— START OF DATASET EXTRACT —

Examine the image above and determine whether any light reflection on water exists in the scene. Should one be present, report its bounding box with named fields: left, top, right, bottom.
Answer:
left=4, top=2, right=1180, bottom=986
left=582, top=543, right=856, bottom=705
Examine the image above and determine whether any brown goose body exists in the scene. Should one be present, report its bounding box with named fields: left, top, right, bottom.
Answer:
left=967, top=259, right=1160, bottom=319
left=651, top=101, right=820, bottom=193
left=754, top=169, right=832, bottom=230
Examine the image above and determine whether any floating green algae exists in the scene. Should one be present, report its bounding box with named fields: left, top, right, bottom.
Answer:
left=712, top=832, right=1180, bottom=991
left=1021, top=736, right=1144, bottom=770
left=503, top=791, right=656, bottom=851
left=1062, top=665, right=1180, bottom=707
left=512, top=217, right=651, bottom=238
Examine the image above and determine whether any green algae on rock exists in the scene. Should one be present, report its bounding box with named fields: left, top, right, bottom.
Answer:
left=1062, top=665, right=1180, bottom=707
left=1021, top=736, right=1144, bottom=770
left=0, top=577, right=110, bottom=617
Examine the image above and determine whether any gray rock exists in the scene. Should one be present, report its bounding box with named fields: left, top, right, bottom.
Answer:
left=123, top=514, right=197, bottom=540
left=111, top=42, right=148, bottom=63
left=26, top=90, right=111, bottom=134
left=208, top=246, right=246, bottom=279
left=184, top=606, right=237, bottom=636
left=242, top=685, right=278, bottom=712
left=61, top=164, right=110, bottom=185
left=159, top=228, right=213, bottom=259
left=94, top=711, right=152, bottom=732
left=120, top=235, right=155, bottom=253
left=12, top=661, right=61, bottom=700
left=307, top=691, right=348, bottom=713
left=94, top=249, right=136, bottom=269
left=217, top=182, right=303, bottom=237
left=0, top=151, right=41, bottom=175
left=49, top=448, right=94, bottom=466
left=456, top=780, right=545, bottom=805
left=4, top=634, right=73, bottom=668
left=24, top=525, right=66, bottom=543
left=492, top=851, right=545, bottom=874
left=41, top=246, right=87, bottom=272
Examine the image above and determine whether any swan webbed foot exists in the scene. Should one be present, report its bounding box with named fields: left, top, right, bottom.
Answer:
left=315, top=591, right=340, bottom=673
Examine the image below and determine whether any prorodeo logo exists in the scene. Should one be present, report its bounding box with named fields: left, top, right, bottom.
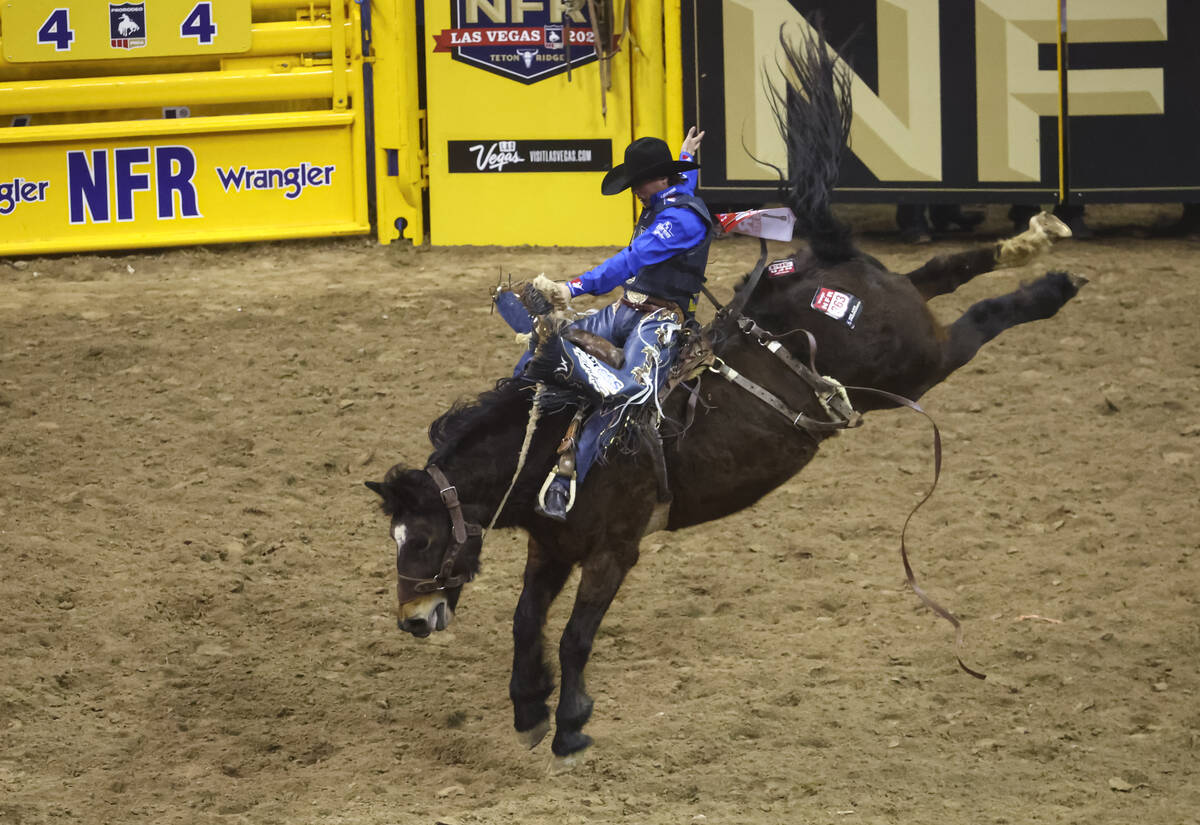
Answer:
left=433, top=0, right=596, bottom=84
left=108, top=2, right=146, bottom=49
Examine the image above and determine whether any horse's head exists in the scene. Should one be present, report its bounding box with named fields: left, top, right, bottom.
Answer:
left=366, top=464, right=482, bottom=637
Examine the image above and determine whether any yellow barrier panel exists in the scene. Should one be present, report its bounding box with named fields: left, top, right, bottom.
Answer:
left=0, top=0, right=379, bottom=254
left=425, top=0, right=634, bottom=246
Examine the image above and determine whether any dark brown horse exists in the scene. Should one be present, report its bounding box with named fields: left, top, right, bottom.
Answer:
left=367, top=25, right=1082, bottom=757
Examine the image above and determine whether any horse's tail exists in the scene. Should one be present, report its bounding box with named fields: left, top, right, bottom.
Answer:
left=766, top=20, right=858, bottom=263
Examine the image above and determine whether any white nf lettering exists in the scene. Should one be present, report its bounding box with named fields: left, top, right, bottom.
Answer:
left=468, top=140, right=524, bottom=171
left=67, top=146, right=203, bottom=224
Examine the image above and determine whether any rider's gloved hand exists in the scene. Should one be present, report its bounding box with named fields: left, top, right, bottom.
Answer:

— END OF DATASET EXTRACT —

**STATED GOAL**
Reproduce the listing from its first line up to and including the line with "left=512, top=217, right=651, bottom=238", renaming "brown goose body" to "goose". Leave everything else unchanged.

**WRITTEN SOLUTION**
Examine the image above and determine whether any light reflection on water exists in the scene. Should one be present, report its bounding box with named fields: left, top, right, bottom.
Answer:
left=4, top=2, right=1180, bottom=986
left=582, top=543, right=856, bottom=705
Examine the image above and determine whether any goose exists in the scene. Should one be present, report its bounding box with named fields: left, top, right, bottom.
Answer:
left=967, top=259, right=1160, bottom=319
left=651, top=101, right=820, bottom=193
left=754, top=169, right=832, bottom=230
Examine the image above and determine whether any floating green algae exists in the scene. Should one be present, report its bounding box with named fields: left, top, right, bottom.
Answer:
left=712, top=832, right=1180, bottom=991
left=1021, top=736, right=1144, bottom=770
left=503, top=791, right=656, bottom=851
left=1062, top=665, right=1180, bottom=707
left=512, top=217, right=651, bottom=238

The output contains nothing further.